The central idea behind EOF analysis is illustrated most easily using a time series with only two variable. The horizontal velocity components in a moored current meter record are ideal.
%matplotlib notebook
import os
import urllib
import numpy as np
import matplotlib.pyplot as plt
from pycurrents.file import matfile
from pycurrents.num import eof
#plt.rcParams['figure.dpi'] = 70
We will use a nice current meter record from the Alenuihaha Channel. I don't know the exact location, or even the year, but that doesn't matter for present purposes.
fname = 'uv_alenuihaha.mat'
url = 'http://currents.soest.hawaii.edu/ocn_data_analysis_files/data/' + fname
if not os.path.exists(fname):
urllib.request.urlretrieve(url, filename=fname)
mcm = matfile.loadmatbunch(fname)
print(matfile.showmatbunch(mcm))
print('start time: %.3f last time: %.3f' % (mcm.t[0], mcm.t[-1]))
fig, ax = plt.subplots()
ax.plot(mcm.t, mcm.u, label='u', alpha=0.5)
ax.plot(mcm.t, mcm.v, label='v', alpha=0.5)
ax.set_xlabel('days')
ax.set_ylabel('cm/s')
ax.legend(loc='upper right')
We can see from the raw u, v time series that the two velocity components are correlated, and have roughly similar standard deviations. Another way to look at the correlation is with a scatter plot.
fig, ax = plt.subplots()

> **Records shown**:
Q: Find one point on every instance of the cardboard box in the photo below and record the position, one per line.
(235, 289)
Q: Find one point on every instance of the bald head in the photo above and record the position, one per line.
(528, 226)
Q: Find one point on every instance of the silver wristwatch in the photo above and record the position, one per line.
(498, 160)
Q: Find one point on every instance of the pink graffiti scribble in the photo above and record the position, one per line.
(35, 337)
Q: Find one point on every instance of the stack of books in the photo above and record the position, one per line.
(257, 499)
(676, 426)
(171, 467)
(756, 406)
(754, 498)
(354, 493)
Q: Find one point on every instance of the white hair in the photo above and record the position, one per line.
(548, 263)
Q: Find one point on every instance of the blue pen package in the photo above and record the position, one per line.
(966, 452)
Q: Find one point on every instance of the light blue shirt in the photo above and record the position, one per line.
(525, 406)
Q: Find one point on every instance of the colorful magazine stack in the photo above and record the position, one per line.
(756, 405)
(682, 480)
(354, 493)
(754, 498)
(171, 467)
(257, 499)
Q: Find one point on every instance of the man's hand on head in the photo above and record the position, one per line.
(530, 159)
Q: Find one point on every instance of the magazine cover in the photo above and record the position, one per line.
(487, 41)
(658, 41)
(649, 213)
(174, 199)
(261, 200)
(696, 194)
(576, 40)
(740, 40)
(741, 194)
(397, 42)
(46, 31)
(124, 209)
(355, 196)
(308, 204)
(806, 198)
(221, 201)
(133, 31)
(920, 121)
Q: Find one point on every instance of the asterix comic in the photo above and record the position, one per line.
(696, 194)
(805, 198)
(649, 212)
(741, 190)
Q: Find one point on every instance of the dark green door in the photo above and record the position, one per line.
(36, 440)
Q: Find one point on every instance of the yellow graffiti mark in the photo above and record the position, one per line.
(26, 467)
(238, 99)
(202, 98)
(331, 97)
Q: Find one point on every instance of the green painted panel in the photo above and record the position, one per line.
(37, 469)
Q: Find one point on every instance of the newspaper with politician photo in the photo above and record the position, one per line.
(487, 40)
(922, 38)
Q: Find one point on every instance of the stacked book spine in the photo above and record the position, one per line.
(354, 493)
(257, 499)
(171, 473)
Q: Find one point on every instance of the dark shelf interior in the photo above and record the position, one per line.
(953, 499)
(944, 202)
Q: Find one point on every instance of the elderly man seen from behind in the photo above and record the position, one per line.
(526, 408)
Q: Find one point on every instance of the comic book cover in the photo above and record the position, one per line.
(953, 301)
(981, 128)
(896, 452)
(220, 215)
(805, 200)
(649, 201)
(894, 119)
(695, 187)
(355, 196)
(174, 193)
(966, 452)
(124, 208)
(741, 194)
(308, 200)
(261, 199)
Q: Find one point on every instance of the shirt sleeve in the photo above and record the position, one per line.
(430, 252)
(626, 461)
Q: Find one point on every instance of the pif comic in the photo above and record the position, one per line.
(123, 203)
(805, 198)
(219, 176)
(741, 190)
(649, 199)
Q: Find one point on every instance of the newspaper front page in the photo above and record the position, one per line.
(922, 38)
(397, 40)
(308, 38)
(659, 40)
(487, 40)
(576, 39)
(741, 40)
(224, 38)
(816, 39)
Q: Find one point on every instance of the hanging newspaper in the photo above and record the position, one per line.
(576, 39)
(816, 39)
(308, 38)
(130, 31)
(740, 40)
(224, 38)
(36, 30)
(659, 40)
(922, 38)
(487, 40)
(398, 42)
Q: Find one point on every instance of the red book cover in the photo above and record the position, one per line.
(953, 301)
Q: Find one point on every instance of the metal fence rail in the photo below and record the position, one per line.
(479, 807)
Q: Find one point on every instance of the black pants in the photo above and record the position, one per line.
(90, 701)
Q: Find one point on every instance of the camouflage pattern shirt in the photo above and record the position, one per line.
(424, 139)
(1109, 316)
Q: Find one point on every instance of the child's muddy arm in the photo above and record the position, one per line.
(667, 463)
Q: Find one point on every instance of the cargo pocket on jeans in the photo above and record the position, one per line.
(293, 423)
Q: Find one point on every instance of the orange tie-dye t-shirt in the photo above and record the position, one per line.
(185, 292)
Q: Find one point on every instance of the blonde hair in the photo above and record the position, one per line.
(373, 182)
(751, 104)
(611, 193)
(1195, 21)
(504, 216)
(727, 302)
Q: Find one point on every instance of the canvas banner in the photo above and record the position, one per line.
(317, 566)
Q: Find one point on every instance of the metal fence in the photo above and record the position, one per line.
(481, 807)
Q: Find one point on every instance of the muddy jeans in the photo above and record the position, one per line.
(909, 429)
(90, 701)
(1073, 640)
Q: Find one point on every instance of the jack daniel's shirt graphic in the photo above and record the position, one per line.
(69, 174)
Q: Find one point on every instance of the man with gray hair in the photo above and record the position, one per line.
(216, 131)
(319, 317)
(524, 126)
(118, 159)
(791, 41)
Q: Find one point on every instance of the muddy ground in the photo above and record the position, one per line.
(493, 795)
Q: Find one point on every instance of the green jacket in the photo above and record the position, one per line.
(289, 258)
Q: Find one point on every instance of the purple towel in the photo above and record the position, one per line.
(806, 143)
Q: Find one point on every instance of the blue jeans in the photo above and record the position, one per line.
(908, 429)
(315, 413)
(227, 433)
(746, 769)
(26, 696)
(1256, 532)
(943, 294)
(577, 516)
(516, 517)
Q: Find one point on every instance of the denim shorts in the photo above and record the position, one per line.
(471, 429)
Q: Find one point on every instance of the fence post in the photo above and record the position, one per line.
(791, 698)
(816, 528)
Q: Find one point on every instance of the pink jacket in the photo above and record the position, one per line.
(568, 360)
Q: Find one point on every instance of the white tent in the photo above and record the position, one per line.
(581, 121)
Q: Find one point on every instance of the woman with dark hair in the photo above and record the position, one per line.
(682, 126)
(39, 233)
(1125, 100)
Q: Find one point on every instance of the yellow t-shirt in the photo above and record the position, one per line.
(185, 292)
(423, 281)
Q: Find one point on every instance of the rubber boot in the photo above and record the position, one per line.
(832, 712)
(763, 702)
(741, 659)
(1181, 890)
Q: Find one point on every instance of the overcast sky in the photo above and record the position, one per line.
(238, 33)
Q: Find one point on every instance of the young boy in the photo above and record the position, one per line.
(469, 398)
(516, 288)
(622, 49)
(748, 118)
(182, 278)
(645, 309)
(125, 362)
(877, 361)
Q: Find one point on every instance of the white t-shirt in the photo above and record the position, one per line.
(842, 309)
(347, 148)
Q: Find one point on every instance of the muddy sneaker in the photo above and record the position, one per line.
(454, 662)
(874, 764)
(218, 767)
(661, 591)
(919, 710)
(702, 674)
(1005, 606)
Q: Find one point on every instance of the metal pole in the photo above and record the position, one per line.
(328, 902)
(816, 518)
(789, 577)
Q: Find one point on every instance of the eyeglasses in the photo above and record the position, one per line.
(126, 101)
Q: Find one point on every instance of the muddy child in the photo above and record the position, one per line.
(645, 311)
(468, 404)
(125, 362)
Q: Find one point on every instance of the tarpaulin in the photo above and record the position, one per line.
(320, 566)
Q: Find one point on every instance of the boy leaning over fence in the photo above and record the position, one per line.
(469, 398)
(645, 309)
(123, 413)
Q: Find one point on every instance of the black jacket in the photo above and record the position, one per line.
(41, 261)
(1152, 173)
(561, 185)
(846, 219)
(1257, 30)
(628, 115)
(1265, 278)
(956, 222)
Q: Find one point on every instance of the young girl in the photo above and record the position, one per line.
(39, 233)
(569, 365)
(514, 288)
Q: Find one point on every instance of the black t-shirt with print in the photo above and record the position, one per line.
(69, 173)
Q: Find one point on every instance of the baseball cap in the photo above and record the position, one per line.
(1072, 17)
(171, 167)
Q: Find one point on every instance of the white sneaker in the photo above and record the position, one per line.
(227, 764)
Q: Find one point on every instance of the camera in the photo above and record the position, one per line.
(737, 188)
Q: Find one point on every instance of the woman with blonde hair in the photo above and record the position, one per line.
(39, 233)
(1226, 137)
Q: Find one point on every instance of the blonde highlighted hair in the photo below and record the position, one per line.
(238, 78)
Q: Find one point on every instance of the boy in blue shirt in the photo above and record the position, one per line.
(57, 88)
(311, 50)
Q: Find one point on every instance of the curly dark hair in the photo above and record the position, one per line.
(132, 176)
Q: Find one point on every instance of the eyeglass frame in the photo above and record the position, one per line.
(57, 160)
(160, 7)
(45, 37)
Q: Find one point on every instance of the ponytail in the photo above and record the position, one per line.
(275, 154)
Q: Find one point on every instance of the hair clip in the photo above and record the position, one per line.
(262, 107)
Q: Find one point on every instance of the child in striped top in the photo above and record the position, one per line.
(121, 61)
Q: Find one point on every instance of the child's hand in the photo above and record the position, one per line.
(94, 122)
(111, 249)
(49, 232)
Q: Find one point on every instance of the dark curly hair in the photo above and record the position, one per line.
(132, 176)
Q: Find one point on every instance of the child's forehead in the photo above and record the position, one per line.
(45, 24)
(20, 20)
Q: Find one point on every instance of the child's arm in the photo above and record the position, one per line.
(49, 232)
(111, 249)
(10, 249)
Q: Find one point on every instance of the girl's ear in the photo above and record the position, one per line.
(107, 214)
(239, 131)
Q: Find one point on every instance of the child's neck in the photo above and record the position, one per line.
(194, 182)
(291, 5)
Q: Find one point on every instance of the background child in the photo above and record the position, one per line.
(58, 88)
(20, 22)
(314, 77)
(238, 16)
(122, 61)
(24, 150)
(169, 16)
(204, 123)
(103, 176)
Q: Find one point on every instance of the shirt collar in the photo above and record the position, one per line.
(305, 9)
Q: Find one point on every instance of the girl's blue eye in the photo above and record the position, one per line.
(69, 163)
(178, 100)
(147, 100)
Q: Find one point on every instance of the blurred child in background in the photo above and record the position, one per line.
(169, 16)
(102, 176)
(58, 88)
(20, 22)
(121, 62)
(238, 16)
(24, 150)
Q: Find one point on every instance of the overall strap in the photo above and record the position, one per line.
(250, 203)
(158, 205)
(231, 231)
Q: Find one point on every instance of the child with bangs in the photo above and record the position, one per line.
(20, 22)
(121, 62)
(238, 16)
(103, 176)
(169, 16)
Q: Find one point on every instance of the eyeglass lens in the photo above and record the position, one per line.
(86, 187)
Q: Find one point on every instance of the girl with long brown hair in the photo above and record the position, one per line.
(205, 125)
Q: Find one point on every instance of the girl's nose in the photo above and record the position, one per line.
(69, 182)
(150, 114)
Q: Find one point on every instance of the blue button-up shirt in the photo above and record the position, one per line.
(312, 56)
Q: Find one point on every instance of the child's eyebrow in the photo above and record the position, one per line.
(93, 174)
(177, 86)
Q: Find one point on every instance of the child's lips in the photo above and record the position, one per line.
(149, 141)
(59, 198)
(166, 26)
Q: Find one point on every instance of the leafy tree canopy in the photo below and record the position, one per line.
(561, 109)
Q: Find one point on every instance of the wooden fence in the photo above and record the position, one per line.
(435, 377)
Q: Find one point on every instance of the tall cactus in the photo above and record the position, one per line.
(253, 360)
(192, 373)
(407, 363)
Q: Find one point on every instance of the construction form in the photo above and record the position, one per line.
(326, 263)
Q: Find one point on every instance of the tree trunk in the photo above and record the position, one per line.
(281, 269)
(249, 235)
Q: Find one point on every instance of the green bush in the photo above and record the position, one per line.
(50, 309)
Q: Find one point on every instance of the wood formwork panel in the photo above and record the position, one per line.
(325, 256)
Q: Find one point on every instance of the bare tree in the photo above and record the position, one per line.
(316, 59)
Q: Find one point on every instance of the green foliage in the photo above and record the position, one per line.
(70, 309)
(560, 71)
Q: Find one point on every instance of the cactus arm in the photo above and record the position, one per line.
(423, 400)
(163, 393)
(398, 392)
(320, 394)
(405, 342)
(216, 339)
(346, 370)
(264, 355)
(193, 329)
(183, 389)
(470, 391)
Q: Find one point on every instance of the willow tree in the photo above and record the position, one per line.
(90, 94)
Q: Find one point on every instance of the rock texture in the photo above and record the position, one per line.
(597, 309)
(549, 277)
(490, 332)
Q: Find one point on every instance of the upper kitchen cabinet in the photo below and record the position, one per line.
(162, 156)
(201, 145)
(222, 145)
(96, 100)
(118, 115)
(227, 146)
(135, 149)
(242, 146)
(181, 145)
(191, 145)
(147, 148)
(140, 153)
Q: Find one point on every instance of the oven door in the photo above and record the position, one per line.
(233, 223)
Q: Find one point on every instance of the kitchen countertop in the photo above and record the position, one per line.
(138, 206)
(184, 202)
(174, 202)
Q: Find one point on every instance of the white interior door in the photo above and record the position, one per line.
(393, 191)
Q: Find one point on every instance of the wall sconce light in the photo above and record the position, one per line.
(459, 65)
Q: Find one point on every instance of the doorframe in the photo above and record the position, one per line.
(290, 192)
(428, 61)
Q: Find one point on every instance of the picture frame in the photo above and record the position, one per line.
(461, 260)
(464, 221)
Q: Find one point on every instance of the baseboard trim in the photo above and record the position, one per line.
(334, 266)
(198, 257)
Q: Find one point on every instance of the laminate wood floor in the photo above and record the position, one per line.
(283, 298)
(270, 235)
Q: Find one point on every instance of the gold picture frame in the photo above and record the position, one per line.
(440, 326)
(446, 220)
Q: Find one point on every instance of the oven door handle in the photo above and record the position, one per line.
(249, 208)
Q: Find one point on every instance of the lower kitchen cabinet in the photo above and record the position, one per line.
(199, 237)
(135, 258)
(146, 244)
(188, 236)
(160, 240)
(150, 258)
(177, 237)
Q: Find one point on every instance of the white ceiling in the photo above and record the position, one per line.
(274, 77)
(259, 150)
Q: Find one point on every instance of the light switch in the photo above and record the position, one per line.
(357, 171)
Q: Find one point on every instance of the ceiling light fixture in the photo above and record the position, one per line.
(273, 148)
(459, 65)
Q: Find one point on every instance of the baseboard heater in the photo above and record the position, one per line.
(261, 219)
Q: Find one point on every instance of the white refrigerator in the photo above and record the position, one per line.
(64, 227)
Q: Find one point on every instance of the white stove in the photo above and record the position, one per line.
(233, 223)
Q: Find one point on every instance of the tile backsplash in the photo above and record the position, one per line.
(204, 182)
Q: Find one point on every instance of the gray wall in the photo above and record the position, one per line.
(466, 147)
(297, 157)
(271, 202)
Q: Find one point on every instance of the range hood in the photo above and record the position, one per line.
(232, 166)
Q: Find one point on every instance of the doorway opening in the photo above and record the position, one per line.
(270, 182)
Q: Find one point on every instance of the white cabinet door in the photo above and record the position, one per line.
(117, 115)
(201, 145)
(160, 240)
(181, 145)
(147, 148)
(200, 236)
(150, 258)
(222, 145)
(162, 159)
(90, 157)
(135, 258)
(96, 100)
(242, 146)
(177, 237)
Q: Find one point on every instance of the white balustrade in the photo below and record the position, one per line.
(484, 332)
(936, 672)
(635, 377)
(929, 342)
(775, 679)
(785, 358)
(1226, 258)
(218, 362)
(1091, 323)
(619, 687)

> **Request A**: Name every module or object brought in by an import statement in the EOF analysis text above.
> **Request B**: Carry the EOF analysis text forward from its last line, "fig, ax = plt.subplots()".

> **Output A**:
- os
- urllib
- numpy (as np)
- matplotlib.pyplot (as plt)
- matfile, from pycurrents.file
- eof, from pycurrents.num

> **Output B**:
ax.plot(mcm.u, mcm.v, '.', alpha=0.3)
ax.set_xlabel('u (cm/s)')
ax.set_ylabel('v (cm/s)')
ax.set_aspect('equal')
ax.axhline(0, color='0.5')
ax.axvline(0, color='0.5')
The east-north coordinate system is arbitrary. It looks like a more natural coordinate system would be rotated about the mean value, with the first axis aligned with the long axis of the scatter cloud. To look at this more closely, we will glue the u and v components together as columns in an (n,2) matrix, and then use that to calculate the variance-covariance matrix. If we call this $U$, then the variance-covariance matrix will be $U^TU$.
mcm.udm = mcm.u - mcm.u.mean()
mcm.vdm = mcm.v - mcm.v.mean()
uv = np.vstack((mcm.udm, mcm.vdm)).T
print('The shape of U is %s.' % (uv.shape,))
nt = len(mcm.u)
The variance-covariance matrix shows strong covariance between u and v.
vcv = (uv.T @ uv) / nt
print(vcv)
Let's use a function that returns the semi-major and semi-minor axes, and the angle of the semi-major axis with respect to the $x$-axis, of the standard deviation ellipse for a velocity time series. The first two arguments returned are the square root of the eigenvalues of the variance-covariance matrix.
s1, s2, ang = eof.std_ellipse_from_vel(mcm.u, mcm.v)
# The function above might be changed to do the following conversion
# to scalars:
if s1.ndim == 1:
s1 = s1[0]
s2 = s2[0]
ang = ang[0]
print('semi-major: %.0f cm/s, semi-minor: %.0f cm/s, angle: %.0f degrees CCW'
% (s1, s2, np.rad2deg(ang)))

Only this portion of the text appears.